#### RAW DATA

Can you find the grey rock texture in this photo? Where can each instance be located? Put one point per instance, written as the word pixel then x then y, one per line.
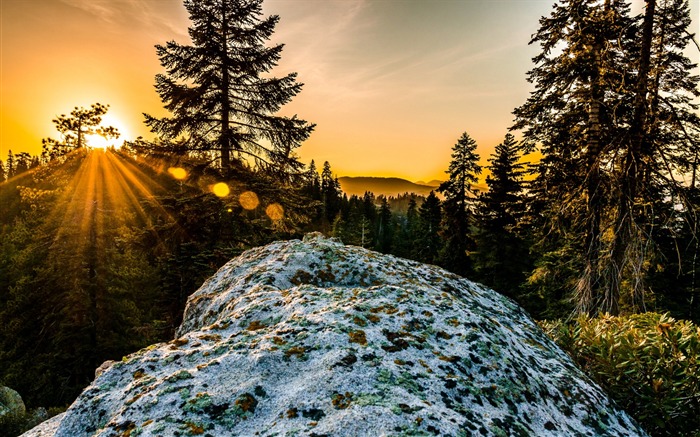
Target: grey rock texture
pixel 11 405
pixel 315 338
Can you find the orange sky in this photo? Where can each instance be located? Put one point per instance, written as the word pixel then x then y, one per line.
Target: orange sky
pixel 391 84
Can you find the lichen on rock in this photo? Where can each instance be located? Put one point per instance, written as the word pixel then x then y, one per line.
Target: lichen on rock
pixel 316 338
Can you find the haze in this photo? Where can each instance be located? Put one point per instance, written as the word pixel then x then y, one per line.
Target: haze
pixel 391 84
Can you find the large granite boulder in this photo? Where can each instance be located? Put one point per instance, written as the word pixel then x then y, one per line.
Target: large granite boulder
pixel 11 405
pixel 316 338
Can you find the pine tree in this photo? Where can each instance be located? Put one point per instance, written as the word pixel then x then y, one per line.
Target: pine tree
pixel 429 243
pixel 10 165
pixel 74 129
pixel 385 227
pixel 406 234
pixel 501 256
pixel 330 193
pixel 220 93
pixel 613 115
pixel 458 205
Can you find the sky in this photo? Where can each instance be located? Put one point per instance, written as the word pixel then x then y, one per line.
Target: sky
pixel 390 84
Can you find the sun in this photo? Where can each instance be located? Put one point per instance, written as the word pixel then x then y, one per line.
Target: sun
pixel 97 141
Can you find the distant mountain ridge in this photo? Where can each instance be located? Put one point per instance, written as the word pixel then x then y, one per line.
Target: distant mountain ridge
pixel 358 185
pixel 383 186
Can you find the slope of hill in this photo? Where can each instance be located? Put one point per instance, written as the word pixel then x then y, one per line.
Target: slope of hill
pixel 391 186
pixel 382 186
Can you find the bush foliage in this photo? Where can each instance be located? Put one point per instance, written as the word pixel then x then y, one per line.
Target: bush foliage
pixel 648 363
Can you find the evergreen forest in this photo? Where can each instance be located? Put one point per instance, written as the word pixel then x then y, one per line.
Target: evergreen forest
pixel 596 236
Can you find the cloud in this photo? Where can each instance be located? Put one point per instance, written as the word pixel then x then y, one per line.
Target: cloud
pixel 156 16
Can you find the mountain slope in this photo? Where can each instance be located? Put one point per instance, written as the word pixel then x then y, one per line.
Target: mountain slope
pixel 381 186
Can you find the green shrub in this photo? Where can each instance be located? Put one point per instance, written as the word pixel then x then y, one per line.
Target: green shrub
pixel 648 363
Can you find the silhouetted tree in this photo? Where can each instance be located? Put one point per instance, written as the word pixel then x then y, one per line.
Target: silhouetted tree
pixel 501 256
pixel 74 128
pixel 458 205
pixel 220 93
pixel 613 116
pixel 331 194
pixel 385 227
pixel 429 243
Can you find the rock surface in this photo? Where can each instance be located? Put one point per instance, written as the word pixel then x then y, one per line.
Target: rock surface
pixel 11 404
pixel 316 338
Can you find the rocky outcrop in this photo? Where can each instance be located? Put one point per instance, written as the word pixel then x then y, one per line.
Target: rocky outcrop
pixel 316 338
pixel 11 405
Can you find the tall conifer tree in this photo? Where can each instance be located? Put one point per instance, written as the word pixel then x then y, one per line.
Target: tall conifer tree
pixel 458 205
pixel 500 259
pixel 222 99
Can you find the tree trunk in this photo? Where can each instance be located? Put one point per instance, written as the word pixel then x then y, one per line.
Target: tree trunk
pixel 588 286
pixel 625 224
pixel 225 137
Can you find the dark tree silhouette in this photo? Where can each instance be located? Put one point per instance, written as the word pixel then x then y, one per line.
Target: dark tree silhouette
pixel 220 93
pixel 458 212
pixel 74 128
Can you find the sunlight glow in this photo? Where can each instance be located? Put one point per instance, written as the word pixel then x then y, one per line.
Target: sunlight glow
pixel 96 141
pixel 275 211
pixel 249 200
pixel 220 189
pixel 178 173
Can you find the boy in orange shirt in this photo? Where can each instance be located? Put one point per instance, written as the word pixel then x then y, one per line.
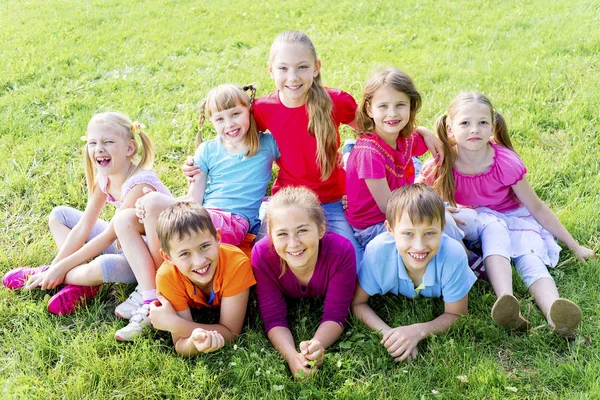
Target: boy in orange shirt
pixel 198 272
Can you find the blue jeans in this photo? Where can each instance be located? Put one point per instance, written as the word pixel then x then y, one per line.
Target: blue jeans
pixel 337 223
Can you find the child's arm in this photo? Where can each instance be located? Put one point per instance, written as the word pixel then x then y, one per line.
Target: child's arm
pixel 197 188
pixel 548 219
pixel 433 144
pixel 55 275
pixel 81 231
pixel 401 342
pixel 185 331
pixel 282 340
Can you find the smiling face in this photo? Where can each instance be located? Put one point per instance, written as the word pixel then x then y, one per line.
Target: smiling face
pixel 232 124
pixel 109 151
pixel 418 243
pixel 293 67
pixel 471 126
pixel 295 237
pixel 390 111
pixel 196 256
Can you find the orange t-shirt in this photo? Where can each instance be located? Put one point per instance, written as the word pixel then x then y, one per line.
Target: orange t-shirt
pixel 232 276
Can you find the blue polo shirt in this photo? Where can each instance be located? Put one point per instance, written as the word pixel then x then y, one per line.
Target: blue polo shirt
pixel 447 275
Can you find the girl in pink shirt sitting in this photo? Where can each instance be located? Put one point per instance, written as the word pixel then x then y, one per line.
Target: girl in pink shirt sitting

########

▶ **DIRECTIONS**
Please transcribe exactly the lines above from the line that has "Target: lichen on rock" up to and including the line that has "Can you find the pine"; no other line belongs in the answer.

▶ **TASK OUTPUT**
Target: lichen on rock
pixel 316 338
Can you find the haze in this photo? Where can each instance be located? Put one point per instance, written as the word pixel then x then y, one per line.
Target: haze
pixel 391 84
Can you find the large granite boulder in this photo? Where can each instance be located? Put one point per instance, written as the word pixel then x then y, one per line.
Target: large granite boulder
pixel 11 405
pixel 316 338
Can you find the pine tree in this photo? Where can each instance be located? Put one point per instance, written as the word pixel then x then y, one per line.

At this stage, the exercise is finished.